**Task**
Return the items word for word, from the start through the line containing "[35,128,43,137]", leaving out the pictures.

==*==

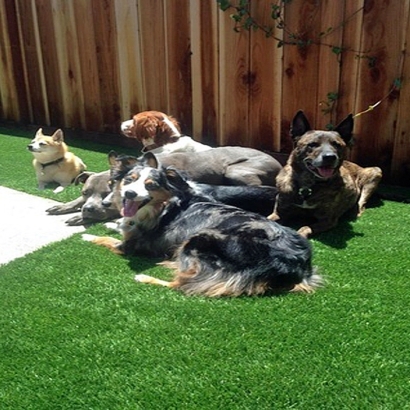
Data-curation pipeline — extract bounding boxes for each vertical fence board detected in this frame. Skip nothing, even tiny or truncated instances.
[0,0,410,185]
[115,0,146,120]
[353,0,405,173]
[92,0,121,132]
[336,0,364,122]
[31,0,65,124]
[190,0,219,145]
[16,0,50,124]
[74,1,104,131]
[51,0,85,128]
[390,0,410,185]
[281,0,319,152]
[248,2,283,151]
[164,0,192,131]
[138,0,168,112]
[218,7,250,146]
[315,0,344,127]
[0,0,20,120]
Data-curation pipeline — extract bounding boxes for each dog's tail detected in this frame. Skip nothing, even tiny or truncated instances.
[290,268,325,293]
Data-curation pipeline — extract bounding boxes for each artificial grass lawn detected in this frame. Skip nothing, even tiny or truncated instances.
[0,127,410,410]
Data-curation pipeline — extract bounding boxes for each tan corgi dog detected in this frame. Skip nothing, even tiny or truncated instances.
[27,128,87,193]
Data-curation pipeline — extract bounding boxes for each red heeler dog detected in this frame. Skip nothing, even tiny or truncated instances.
[84,154,321,297]
[268,111,382,237]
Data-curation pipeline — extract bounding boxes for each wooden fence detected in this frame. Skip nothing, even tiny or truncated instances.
[0,0,410,185]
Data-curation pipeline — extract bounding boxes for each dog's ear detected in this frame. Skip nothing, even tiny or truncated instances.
[142,152,158,168]
[53,129,64,143]
[74,172,95,185]
[333,114,354,144]
[165,167,189,190]
[108,151,118,166]
[290,110,312,139]
[35,128,43,137]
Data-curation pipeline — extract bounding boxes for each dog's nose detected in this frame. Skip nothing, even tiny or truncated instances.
[83,205,95,213]
[124,190,137,199]
[322,153,337,166]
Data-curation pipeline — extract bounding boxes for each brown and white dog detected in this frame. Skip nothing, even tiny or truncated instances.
[121,111,211,154]
[27,128,87,193]
[268,111,382,237]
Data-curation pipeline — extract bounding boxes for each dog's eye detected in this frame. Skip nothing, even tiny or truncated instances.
[123,175,138,185]
[145,180,159,191]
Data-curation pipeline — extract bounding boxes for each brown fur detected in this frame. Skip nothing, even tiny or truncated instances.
[27,128,87,193]
[123,111,181,147]
[268,111,382,237]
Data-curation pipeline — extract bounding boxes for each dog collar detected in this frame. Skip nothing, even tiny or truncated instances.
[298,187,312,199]
[40,157,64,169]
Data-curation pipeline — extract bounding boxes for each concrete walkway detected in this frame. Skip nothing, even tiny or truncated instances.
[0,187,85,266]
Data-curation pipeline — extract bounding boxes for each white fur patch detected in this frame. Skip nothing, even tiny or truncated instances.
[121,120,134,132]
[164,117,181,137]
[121,167,152,201]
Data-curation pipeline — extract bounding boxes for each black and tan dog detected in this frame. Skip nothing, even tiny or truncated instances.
[83,155,320,296]
[46,170,120,226]
[268,111,382,237]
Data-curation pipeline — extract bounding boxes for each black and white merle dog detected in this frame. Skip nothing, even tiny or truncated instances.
[84,154,321,296]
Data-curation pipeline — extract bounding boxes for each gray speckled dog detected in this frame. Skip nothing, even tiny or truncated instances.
[268,111,382,237]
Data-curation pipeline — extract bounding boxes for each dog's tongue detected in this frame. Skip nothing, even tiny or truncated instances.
[317,167,335,178]
[122,199,138,216]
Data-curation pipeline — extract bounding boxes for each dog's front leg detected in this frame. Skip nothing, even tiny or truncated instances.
[82,234,124,255]
[46,196,85,215]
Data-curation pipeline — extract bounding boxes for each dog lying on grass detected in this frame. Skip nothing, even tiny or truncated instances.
[27,128,87,193]
[46,170,120,226]
[121,111,211,154]
[268,111,382,237]
[83,155,321,297]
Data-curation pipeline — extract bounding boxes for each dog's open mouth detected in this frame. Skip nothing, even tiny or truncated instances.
[121,198,150,217]
[305,162,336,179]
[121,198,141,217]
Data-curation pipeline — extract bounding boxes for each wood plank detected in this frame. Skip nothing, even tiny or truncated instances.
[218,1,250,146]
[353,1,405,171]
[386,0,410,186]
[248,1,283,151]
[138,0,169,112]
[115,0,146,120]
[164,0,192,135]
[314,0,344,128]
[51,0,85,128]
[190,0,219,146]
[91,0,121,132]
[281,0,320,152]
[0,1,32,122]
[336,0,364,122]
[31,0,64,127]
[74,0,104,131]
[16,0,50,125]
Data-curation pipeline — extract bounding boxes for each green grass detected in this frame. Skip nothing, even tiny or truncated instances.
[0,130,410,410]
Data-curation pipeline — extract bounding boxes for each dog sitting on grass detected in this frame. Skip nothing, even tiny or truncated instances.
[268,111,382,237]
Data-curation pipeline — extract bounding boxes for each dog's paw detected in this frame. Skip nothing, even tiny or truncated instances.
[53,185,64,194]
[81,233,98,242]
[298,226,312,238]
[65,215,84,226]
[268,212,280,221]
[134,273,152,283]
[46,205,61,215]
[104,222,120,232]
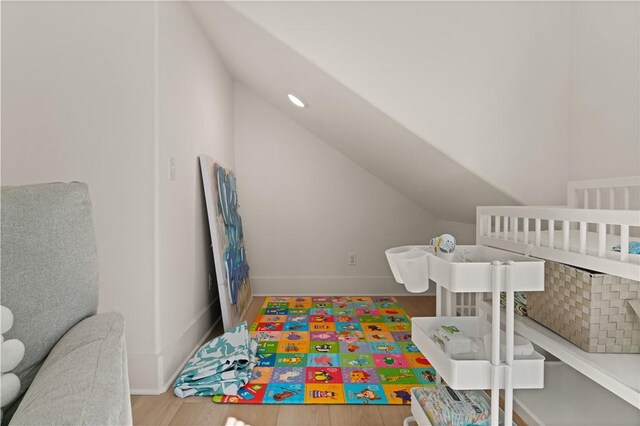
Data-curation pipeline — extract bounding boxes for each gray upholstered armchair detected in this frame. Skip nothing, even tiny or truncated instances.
[0,182,131,425]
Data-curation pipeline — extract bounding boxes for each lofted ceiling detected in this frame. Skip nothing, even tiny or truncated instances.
[190,2,518,223]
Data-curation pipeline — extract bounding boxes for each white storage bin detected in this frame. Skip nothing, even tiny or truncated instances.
[411,317,544,389]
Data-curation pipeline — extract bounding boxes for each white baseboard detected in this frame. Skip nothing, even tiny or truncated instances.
[251,276,435,296]
[127,353,162,395]
[128,303,221,395]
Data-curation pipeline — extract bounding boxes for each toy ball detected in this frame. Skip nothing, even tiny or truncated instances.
[431,234,456,253]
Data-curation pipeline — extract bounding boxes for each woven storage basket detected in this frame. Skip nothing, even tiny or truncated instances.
[527,261,640,353]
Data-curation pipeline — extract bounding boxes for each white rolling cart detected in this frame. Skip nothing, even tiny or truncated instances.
[387,246,544,426]
[475,176,640,426]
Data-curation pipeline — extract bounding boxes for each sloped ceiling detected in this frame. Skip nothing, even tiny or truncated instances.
[191,2,518,223]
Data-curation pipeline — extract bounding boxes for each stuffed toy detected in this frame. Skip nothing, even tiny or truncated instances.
[0,305,24,419]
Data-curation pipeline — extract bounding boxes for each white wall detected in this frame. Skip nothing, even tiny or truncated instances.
[235,85,434,294]
[571,2,640,180]
[230,2,571,206]
[2,2,234,393]
[2,2,154,358]
[156,2,234,387]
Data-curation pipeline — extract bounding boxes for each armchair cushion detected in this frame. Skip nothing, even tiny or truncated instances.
[10,312,132,425]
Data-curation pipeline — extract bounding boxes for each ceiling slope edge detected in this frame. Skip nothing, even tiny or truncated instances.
[190,2,521,223]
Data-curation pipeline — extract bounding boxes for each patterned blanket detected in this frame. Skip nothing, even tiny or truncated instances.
[173,322,258,398]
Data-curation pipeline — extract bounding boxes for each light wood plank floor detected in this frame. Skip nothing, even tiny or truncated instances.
[131,296,435,426]
[131,296,524,426]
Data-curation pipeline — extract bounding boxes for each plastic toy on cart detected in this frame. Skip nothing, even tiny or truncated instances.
[385,236,544,426]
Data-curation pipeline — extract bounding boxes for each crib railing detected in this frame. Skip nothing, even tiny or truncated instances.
[476,207,640,280]
[567,176,640,210]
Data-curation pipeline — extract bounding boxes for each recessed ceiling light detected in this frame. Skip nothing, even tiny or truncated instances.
[288,93,307,108]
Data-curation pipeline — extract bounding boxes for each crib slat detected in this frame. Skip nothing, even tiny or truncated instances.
[580,222,587,254]
[609,188,616,210]
[624,186,629,210]
[598,223,607,257]
[608,188,616,234]
[620,225,629,262]
[502,216,509,240]
[582,189,589,209]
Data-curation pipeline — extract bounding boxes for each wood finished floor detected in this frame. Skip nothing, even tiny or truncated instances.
[131,296,435,426]
[131,296,525,426]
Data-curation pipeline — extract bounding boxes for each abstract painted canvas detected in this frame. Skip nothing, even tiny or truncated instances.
[199,155,251,331]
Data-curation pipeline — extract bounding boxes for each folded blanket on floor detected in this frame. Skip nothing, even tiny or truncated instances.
[173,322,258,398]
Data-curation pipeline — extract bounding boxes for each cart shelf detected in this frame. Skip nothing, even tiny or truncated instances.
[411,317,544,389]
[386,245,544,293]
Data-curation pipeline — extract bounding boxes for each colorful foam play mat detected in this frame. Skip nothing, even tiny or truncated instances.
[213,296,436,405]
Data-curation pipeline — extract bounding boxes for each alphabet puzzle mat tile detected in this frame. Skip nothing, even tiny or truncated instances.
[213,296,436,405]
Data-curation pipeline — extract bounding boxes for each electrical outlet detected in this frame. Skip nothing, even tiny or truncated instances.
[169,157,176,180]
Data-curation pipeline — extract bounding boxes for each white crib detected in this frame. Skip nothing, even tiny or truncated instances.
[472,176,640,425]
[476,176,640,280]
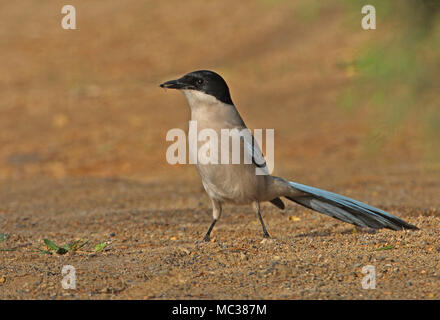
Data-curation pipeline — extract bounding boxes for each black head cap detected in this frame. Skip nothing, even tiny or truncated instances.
[160,70,233,104]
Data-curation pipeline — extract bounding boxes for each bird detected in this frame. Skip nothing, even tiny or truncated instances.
[160,70,418,242]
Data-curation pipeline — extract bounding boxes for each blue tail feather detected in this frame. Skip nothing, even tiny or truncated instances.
[286,181,418,230]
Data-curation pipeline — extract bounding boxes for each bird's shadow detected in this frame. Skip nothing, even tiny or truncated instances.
[295,228,376,238]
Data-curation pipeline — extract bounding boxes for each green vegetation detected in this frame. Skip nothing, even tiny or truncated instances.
[341,0,440,161]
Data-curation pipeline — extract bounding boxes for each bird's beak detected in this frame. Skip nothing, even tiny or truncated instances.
[160,78,194,90]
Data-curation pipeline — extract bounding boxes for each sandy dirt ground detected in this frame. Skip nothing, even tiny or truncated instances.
[0,0,440,299]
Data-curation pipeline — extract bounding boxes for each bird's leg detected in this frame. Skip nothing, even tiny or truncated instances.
[203,219,217,242]
[253,201,270,238]
[203,199,222,242]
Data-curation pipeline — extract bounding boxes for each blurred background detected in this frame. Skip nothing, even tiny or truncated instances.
[0,0,440,185]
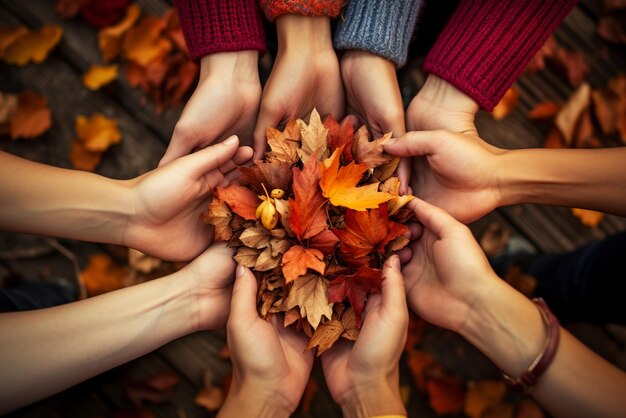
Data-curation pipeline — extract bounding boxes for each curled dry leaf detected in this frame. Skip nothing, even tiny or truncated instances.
[572,208,604,228]
[9,91,52,139]
[80,253,129,296]
[283,274,333,329]
[554,83,591,145]
[98,4,141,62]
[76,113,122,153]
[491,86,519,120]
[2,25,63,66]
[83,65,118,90]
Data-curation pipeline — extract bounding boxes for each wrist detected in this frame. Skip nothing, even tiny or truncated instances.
[218,376,296,418]
[339,376,406,418]
[417,74,480,115]
[200,50,260,83]
[276,14,334,54]
[459,276,546,376]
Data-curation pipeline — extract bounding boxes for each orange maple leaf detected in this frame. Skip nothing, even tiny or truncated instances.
[289,154,328,240]
[333,204,408,258]
[215,183,260,221]
[283,245,326,283]
[320,147,393,211]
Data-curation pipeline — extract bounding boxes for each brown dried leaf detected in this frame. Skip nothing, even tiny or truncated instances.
[2,25,63,66]
[491,86,519,120]
[283,274,333,329]
[554,83,591,145]
[98,4,141,62]
[234,247,261,268]
[9,91,52,139]
[297,109,329,164]
[352,125,393,168]
[306,319,344,357]
[200,196,233,241]
[572,208,604,228]
[76,113,122,152]
[83,64,118,90]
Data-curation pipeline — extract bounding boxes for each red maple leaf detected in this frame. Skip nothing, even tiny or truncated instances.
[328,266,383,328]
[333,203,408,258]
[289,157,328,240]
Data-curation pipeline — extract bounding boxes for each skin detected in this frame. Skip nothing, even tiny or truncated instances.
[159,51,261,166]
[403,199,626,417]
[0,137,252,261]
[254,14,344,160]
[322,256,408,417]
[0,244,235,413]
[218,266,313,417]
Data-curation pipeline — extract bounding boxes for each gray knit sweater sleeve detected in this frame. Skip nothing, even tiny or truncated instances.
[334,0,423,67]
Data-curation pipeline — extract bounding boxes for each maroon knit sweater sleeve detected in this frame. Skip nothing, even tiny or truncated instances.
[424,0,576,111]
[174,0,265,62]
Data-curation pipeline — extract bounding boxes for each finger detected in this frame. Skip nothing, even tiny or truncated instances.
[230,265,258,324]
[159,132,193,167]
[407,197,461,237]
[184,135,239,178]
[381,255,406,310]
[383,131,444,157]
[252,104,281,161]
[398,157,411,194]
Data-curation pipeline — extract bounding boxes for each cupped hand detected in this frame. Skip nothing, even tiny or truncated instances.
[254,15,344,159]
[220,266,313,417]
[322,255,408,416]
[402,199,500,332]
[385,131,506,223]
[159,51,261,166]
[122,136,252,261]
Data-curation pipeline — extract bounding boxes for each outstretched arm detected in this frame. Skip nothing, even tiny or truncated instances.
[403,199,626,417]
[0,244,235,413]
[0,137,252,260]
[385,131,626,222]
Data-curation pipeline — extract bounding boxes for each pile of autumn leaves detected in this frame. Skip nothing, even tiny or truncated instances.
[202,110,413,355]
[0,0,198,171]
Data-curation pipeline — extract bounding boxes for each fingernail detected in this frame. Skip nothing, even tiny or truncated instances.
[235,264,246,277]
[223,135,239,145]
[389,254,400,271]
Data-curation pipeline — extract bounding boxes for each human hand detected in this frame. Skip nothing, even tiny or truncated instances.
[384,131,506,223]
[122,136,252,261]
[322,255,409,417]
[402,199,501,332]
[254,14,344,159]
[159,51,261,166]
[219,266,313,417]
[341,50,411,193]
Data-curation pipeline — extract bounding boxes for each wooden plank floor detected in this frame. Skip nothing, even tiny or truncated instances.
[0,0,626,418]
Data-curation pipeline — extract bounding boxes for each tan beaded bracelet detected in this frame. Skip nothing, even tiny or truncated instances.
[501,298,561,393]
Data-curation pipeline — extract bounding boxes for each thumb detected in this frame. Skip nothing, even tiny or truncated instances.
[229,264,258,323]
[179,135,239,178]
[383,131,442,157]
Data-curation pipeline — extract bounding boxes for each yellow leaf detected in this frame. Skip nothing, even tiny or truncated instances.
[76,113,122,152]
[320,147,393,211]
[83,64,118,90]
[98,4,141,62]
[572,208,604,228]
[2,25,63,66]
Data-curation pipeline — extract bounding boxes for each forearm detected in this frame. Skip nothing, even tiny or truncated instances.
[461,283,626,417]
[0,273,198,413]
[0,152,134,244]
[497,147,626,216]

==*==

**Response for this exercise**
Data-curation pipeline — extract bounding boxes for each vertical fence board detected in this frame. Skip nothing, even tiny or truncated instances.
[0,0,410,185]
[115,0,146,120]
[353,0,405,173]
[92,0,121,132]
[336,0,364,122]
[31,0,65,124]
[190,0,219,145]
[16,0,50,124]
[74,1,104,131]
[51,0,85,128]
[390,0,410,185]
[281,0,319,152]
[248,2,283,151]
[164,0,192,131]
[138,0,168,112]
[218,7,250,146]
[315,0,344,127]
[0,0,20,120]
Data-curation pipeline — extract bounding boxes for each dog's tail detected in this frame. Skip nothing, even tiny or truncated instances.
[290,268,325,293]
Data-curation pipeline — extract bounding boxes for each artificial grass lawn detected in this frame. Skip nothing, even tiny or truncated instances.
[0,127,410,410]
Data-curation pipeline — extract bounding boxes for each tan corgi dog detected in this frame. Skip nothing, even tiny or truncated instances.
[27,128,87,193]
Data-curation pipeline — extract bounding boxes for each red heeler dog detected in this frame. Skip nothing, even tiny or truncated instances.
[84,154,321,297]
[268,111,382,237]
Data-curation pipeline — extract bounding boxes for each wooden fence detected in this frame. Skip nothing, even tiny or truncated instances.
[0,0,410,185]
Data-curation pipeline — extract bounding boxes for each dog's ear detected in this frame. Skip nothing, even tiny or truncated instances.
[142,152,158,168]
[53,129,64,143]
[74,172,95,185]
[333,114,354,144]
[165,167,189,190]
[108,151,118,166]
[290,110,312,139]
[35,128,43,137]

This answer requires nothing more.